WHAT IS ASKED:
Can you retype all of the records below word for word, keeping every line unchanged?
--- START RECORD LIST ---
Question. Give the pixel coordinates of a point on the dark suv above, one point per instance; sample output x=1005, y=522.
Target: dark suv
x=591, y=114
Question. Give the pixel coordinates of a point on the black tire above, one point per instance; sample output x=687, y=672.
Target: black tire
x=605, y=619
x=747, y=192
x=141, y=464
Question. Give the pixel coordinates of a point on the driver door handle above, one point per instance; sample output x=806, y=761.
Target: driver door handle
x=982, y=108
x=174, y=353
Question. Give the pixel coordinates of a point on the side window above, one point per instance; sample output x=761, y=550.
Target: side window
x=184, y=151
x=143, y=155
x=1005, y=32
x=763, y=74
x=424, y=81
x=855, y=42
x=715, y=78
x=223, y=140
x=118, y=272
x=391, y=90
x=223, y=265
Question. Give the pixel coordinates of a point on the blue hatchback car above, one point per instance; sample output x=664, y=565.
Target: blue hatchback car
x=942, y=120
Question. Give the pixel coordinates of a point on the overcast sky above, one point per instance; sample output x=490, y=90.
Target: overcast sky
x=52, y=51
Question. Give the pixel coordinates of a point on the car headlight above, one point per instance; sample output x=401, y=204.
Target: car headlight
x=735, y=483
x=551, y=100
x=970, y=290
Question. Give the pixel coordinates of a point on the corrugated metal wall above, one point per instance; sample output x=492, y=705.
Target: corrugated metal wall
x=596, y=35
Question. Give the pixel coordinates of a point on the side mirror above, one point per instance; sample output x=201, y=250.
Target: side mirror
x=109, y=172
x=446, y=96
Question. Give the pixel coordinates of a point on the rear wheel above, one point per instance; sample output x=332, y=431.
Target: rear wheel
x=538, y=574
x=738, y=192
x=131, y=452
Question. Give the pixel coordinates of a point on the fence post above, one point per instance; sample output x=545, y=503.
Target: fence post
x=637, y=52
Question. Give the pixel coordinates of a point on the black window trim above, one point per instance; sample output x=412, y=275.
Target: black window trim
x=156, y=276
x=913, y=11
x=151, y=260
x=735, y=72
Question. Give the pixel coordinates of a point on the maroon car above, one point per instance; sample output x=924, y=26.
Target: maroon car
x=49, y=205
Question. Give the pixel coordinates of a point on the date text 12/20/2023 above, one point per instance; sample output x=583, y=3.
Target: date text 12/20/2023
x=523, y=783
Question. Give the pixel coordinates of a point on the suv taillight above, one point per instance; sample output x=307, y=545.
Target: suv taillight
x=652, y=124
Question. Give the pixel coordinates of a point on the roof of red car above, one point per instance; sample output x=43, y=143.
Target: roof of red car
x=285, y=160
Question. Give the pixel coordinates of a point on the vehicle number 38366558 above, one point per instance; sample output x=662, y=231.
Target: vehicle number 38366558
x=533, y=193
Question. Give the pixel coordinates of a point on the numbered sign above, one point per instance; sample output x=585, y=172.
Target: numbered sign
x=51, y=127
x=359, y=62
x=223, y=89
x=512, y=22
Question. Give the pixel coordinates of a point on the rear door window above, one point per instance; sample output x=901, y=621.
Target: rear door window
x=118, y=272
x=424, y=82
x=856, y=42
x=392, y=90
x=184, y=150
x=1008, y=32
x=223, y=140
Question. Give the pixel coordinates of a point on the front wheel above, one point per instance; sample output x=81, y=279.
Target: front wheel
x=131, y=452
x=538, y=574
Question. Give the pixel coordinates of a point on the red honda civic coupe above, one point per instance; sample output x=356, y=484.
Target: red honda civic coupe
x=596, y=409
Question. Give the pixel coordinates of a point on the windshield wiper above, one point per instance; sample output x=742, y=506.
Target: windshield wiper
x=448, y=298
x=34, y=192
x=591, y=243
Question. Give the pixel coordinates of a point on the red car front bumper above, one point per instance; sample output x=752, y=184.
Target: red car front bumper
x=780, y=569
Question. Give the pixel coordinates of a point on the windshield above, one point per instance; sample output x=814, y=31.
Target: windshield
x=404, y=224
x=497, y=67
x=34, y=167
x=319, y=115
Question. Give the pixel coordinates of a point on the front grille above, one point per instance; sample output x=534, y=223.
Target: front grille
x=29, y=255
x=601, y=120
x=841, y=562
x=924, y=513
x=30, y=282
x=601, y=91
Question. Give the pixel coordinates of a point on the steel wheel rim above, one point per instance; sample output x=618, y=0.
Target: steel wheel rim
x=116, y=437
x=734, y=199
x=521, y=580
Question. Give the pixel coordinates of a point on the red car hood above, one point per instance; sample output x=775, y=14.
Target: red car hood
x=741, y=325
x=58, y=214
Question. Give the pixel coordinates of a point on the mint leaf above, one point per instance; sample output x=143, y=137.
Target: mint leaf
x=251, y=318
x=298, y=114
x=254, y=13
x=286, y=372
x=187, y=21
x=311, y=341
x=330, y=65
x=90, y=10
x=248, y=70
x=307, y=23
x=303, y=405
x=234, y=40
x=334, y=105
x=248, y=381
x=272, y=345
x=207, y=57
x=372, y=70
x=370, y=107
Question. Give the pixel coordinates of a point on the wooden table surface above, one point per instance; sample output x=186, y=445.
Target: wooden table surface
--- END RECORD LIST ---
FINISHED EXERCISE:
Question. Give the pixel coordinates of a point on the dark suv above, one point per instance; sample output x=1005, y=522.
Target: dark suv
x=591, y=114
Question. Give the pixel coordinates of a point on the black tire above, one point per instance; sample output x=687, y=672.
Target: black tire
x=605, y=619
x=747, y=192
x=141, y=464
Question. Give the pixel coordinates of a point on the driver door handle above, one point per instance; sample output x=806, y=761.
Target: driver door handle
x=982, y=108
x=174, y=353
Question. Give the pixel coordinates of a point on the side window above, one point per instance; sample output x=761, y=550.
Target: side window
x=184, y=151
x=143, y=155
x=1005, y=32
x=763, y=74
x=424, y=81
x=855, y=42
x=715, y=78
x=223, y=140
x=118, y=272
x=391, y=90
x=223, y=265
Question. Give the pixel coordinates of a point on the blue hatchback car above, one point per instance; sample output x=664, y=565.
Target: blue hatchback car
x=942, y=120
Question. Give the pixel coordinates of a point on the overcast sky above, one point per instance; sample output x=490, y=90.
Target: overcast sky
x=52, y=51
Question. Give the pixel coordinates of a point on the car headlight above, one point per instance; sample output x=401, y=204.
Target: car headlight
x=735, y=483
x=551, y=100
x=970, y=290
Question. Give the pixel coordinates of a point on the corrugated metal wall above, one point per instance; sample output x=492, y=705.
Target: corrugated metal wall
x=596, y=35
Question. Give the pixel coordinates of a point on the side mirror above, one point per instance; sample output x=201, y=250.
Target: side mirror
x=109, y=172
x=446, y=96
Question. Give the pixel coordinates of a point on the rear wheel above, one point per instance; sample output x=332, y=431.
Target: rear wheel
x=538, y=574
x=738, y=192
x=131, y=452
Question. Give the pixel coordinates of a point on the fence post above, one point per instance; sample output x=545, y=503.
Target: fence post
x=637, y=52
Question. Give the pixel coordinates of a point on the black window trim above, one point per instance; sample output x=412, y=275.
Target: black window trim
x=156, y=276
x=913, y=11
x=151, y=260
x=735, y=72
Question. Give the pixel coordinates of a point on the maroon car above, one point per instance; sample output x=924, y=26.
Target: maroon car
x=49, y=205
Question. Give the pixel coordinates of a point on the date text 12/20/2023 above, one point per instance; sample output x=583, y=3.
Target: date text 12/20/2023
x=523, y=783
Question. Give the pixel coordinates of a point on the suv taillight above, one point per instance; sample output x=307, y=545.
Target: suv taillight
x=652, y=124
Question. Give the pixel coordinates of a point on the roof of red car above, one point per instance; sample output x=43, y=143.
Target: roof of red car
x=285, y=160
Question. Give the pixel coordinates of a point on the vehicle number 38366558 above, one point per instance; sample output x=662, y=231.
Target: vehicle number 38366558
x=533, y=193
Question. Give the pixel coordinates of a point on the numbered sign above, one point per instance; sample output x=585, y=172.
Target: numbered sign
x=51, y=127
x=359, y=62
x=223, y=89
x=512, y=22
Question. Give the pixel coordinates of a point on the rear door window above, one point per instance; sample output x=901, y=621.
Target: rear door window
x=118, y=272
x=424, y=82
x=856, y=42
x=392, y=90
x=184, y=150
x=1008, y=32
x=223, y=140
Question. Give the pixel coordinates of a point on the front wheel above, one point per instance; sample output x=81, y=279.
Target: front wheel
x=131, y=452
x=538, y=574
Question. Give the pixel coordinates of a point on the red honda civic coupe above, one point per instance; sample output x=356, y=484.
Target: red honda civic coupe
x=596, y=409
Question. Give the pixel coordinates of a point on the windshield wiper above, one point per instance; sample output x=742, y=506.
Target: windshield wiper
x=448, y=298
x=34, y=192
x=591, y=243
Question. Give the pixel coordinates of a point on the red car front bumper above, one point per instance; sample output x=752, y=184.
Target: red car front bumper
x=780, y=569
Question. Give the pixel coordinates of a point on the windshield above, one point per instance; sample output x=814, y=31.
Target: windshield
x=404, y=224
x=497, y=67
x=34, y=167
x=319, y=115
Question. Give the pixel coordinates of a point on the front grille above, one point per instance; sample output x=534, y=223.
Target: front grille
x=29, y=255
x=601, y=120
x=841, y=562
x=924, y=513
x=30, y=282
x=601, y=91
Question. Give the pixel coordinates of a point on the steel wheel rim above, one point per instance; sample output x=618, y=0.
Target: steel wheel rim
x=116, y=437
x=734, y=199
x=521, y=580
Question. Give the pixel coordinates of a point on the red car hood above, one point per instance; sample output x=775, y=14.
Target: red car hood
x=741, y=325
x=58, y=214
Question. Give the pixel coordinates of a point on the mint leaf above, one point per instance; sample output x=143, y=137.
Target: mint leaf
x=251, y=318
x=298, y=114
x=254, y=13
x=286, y=372
x=187, y=21
x=311, y=341
x=330, y=65
x=90, y=10
x=248, y=70
x=307, y=23
x=303, y=405
x=234, y=40
x=334, y=105
x=248, y=381
x=272, y=345
x=207, y=57
x=372, y=70
x=370, y=107
Question. Give the pixel coordinates of a point on the wooden table surface above, one point per instance; sample output x=186, y=445.
Target: wooden table surface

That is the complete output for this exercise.